担当課題 A –
次の(i)〜(iii)が補助人工心臓の記事の内容と合うかどうかを、はいかいいえで答えよ。それぞれ、判断の決め手となる記事中の語句をそのまま引用して添えること。
(i) 新生児デッドロックで全く出かけられない期間は一か月ほど続いた。
(ii) 筆者は治療のために大阪へ引っ越してきた。
(iii) 字幕はもともと、音が聞こえない人のためのものである。
担当課題 B –
補助人工心臓の記事に書かれている事実をもとに、次の問いに答えよ。答えには問いと同じ記号を付けること。
(i) 新生児とは、生後どれくらいまでの赤ちゃんを指すか。
(ii) 介護者は、何が聞こえる範囲に一緒にいなければならないか。
(iii) 2009年7月に何と診断されたか。
担当課題 C – 補助人工心臓の記事の続きを、最後に示された行の後から引き取って書け。

提供文章 –
####################

補助人工心臓と子育てとリモートワーク

補助人工心臓を植え込みつつ子育てしつつリモートワークをしているエンジニアのメモ帳

新生児デッドロックーー私達は出かけることができない

新生児とは、生後4週間までの赤ちゃんのことだそうです。一般的にこの期間にお出かけはしないことが多く、新生児は1ヶ月検診ではじめて出かけることが多いそうです。

参考: www.babywearing.jp

補助人工心臓装置装着者と介護者、新生児という3人で生活していると、誰も出かけられない状態になります。私はこの状態を新生児デッドロックと呼ぶことにしました。

デッドロックはコンピュータの世界で使われる言葉です。 簡単にいってしまうと、お互いの都合が組み合わさって、誰もなにもできない状態のことを指します。

介護者は、補助人工心臓装置の緊急時になるブザー音が聞こえる範囲に一緒にいなければいけません。 つまり、介護者が一人しか居ない場合、どちらかが出かけたい場合は必ずついていかなければなりません。 そこに新生児が加わると、お出かけしようとすると家に誰も居なくなってしまうため、必然的に連れていかなければいけません。しかし、新生児はなるべく外には連れて行きたくありません。

そうして、私達は全く出かけられない期間が一週間程度ありました。 治療のために大阪に引っ越してきたため、頼れる親戚や友人が少ないのもあり、静かに過ごしました。

子どもが新生児でなくなることで、デッドロックとまではいかず、出かけられなくもない状態になりますが、出かけるのが難しいのは間違いないです。

あまりないと思いますが、新生児デッドロックが起きることが事前にわかる場合は、対策をとれるようにしておいたほうが良さそうです。

はじまりと概略

このブログには、補助人工心臓装着車として、子育てやリモートワークに関する記録を残そうと思う。 とても極端な例で、参考にならないものもあるかもしれません。しかし、極端な立場の人にとって便利なことは誰にとっても便利でもあることがあります。

たとえば、字幕。

本来は音が聞こえない人のためのものですが、まわり音がうるさかったりすれば、一時的に音が聞こえない人たちと変わらない状態になります。そんな状況でも、同じように字幕でテレビからも情報を得ることができます。

だから、補助人工心臓を植え込みをして、子育てをしつつ、リモートワークをする私の記録はもしかすると、補助人工心臓を植え込みをした人や、子育てをしてる人や、リモートワークをしている人たちに役立つのではないかと思ったのです。

これまでの流れ

  • 2009年7月 拡張型心筋症と診断される
  • 2010年8月 フリーランスとして独立。アプリケーション開発などを行う。

####################

元データ –
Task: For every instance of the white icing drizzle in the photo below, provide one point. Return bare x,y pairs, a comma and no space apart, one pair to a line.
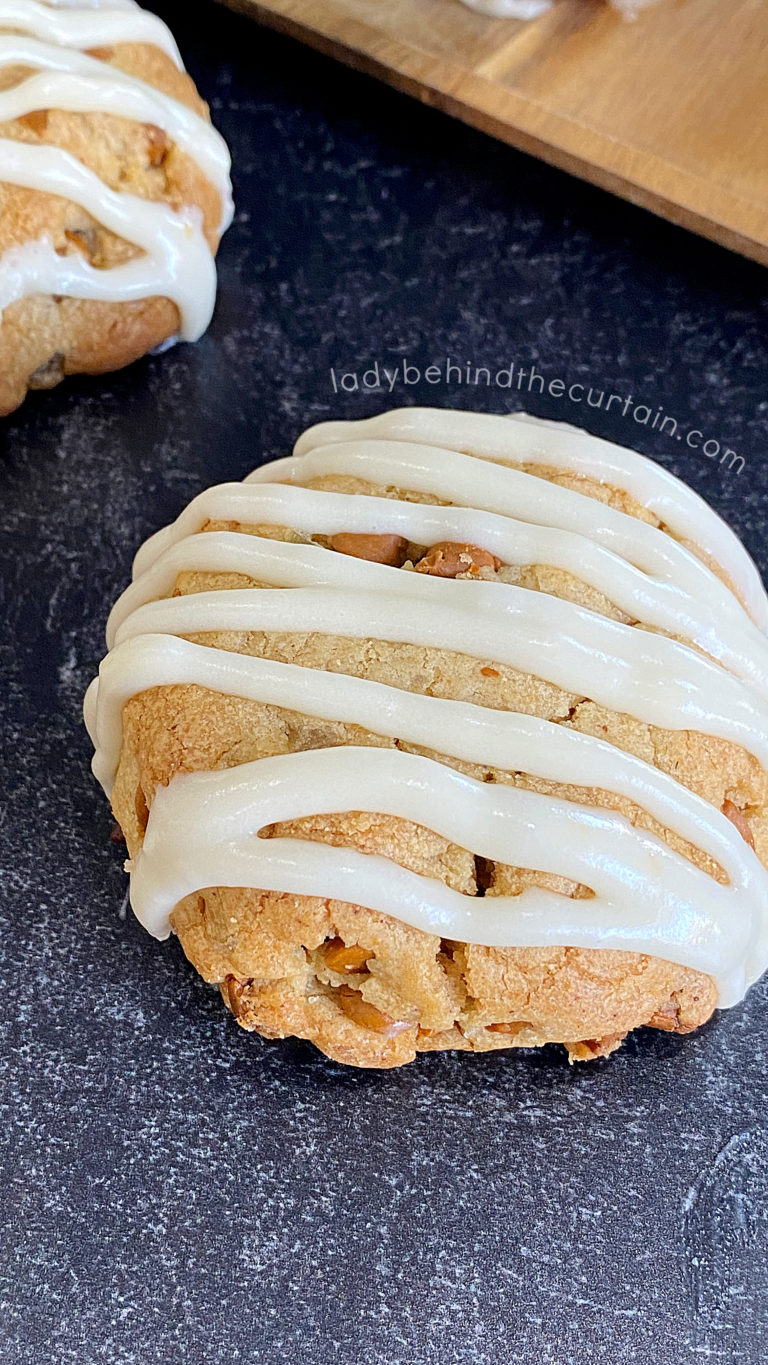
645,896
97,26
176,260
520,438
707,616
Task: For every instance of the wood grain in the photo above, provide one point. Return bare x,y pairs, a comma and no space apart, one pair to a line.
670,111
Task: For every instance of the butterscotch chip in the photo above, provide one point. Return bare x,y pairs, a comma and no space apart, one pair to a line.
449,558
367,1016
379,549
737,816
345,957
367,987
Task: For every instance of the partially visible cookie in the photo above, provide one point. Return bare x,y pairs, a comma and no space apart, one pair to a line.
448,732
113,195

####################

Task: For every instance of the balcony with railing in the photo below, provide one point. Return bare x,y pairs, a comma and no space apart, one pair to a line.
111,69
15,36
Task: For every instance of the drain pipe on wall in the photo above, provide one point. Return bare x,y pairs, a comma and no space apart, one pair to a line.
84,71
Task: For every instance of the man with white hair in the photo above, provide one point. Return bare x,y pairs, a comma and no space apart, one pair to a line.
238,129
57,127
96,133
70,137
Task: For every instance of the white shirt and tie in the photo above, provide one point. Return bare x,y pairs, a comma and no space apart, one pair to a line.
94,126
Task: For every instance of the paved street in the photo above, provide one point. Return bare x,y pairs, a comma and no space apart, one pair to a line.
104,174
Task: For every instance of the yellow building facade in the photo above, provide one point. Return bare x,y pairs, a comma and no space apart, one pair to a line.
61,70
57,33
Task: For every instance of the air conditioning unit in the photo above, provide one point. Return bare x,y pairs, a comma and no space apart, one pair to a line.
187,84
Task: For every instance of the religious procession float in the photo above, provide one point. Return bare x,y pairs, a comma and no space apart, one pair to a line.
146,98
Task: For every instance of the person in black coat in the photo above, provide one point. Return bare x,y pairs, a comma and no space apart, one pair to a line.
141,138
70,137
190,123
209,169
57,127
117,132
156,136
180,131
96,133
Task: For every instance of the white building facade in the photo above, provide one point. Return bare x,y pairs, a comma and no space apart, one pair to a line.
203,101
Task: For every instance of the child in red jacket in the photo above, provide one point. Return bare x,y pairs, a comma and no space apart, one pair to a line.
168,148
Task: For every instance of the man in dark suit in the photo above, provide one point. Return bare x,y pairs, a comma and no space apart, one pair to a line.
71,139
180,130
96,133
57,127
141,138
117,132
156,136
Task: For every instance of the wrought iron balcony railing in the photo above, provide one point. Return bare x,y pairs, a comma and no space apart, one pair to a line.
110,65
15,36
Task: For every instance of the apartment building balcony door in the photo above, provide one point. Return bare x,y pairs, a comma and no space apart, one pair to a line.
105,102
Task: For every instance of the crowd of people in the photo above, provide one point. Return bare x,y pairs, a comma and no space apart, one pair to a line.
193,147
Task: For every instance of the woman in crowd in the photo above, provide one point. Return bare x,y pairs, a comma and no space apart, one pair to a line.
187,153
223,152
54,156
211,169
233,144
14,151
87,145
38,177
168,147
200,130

####################

回答 A –
(i) いいえ。「私達は全く出かけられない期間が一週間程度ありました。」
(ii) はい。「治療のために大阪に引っ越してきたため」
(iii) はい。「本来は音が聞こえない人のためのものですが」

回答 B –
(i) 生後4週間までの赤ちゃんである。
(ii) 補助人工心臓装置の緊急時のブザー音である。
(iii) 拡張型心筋症である。

回答 C –
  • 2015年12月 結婚
  • 2016年1月 Webサービスを開発・運営するIT企業で正社員としてリモートワークをはじめる
  • 2017年3月 心不全で入院する
  • 2017年4月 補助人工心臓装置 Heartmate IIを植え込み手術する (国立循環器病研究センターにて)
  • 2017年7月 退院する
  • 2017年9月 第一子誕生

仕事への復帰

仕事への復帰をしました。 いつ子供が産まれるかわからないという状況ですが、ちょうどタイミングが合ってしまい復帰することになりました。 いきなりフルタイムというわけではなく、週1日からはじめて、しばらくは週2日で、5時間程度の時短となります。1年後に働き方は再検討していきたいと考えています。

作業は家で行うことができるので、通勤はありません。 移動に介護者をつけなければならない身なので、家で働けるのは大変助かります。 ちなみに、補助人工装着者で仕事に復帰している人たちは少なくないようです。 その場合は同僚に介護者の試験を受けてもらい、お迎えをメインの介護者が行い、会社では同僚にお願いすることになるようです。

仕事の調子ですが、多くの時間横になっていたため、最初のうちは長時間連続で座っているのが難しく休憩をはさみながらやっていました。最近では、ほとんど普通に作業することができています。 職業次第では、復帰することが絶望的なものもありますが、短い時間であれば前と同じ仕事ができるのは強みだと感じています。

Heartmate II装着

補助人工心臓装置 Heartemate IIを装着したときのことを思い出してみる。なぜ当時記録しなかったのか少し後悔している。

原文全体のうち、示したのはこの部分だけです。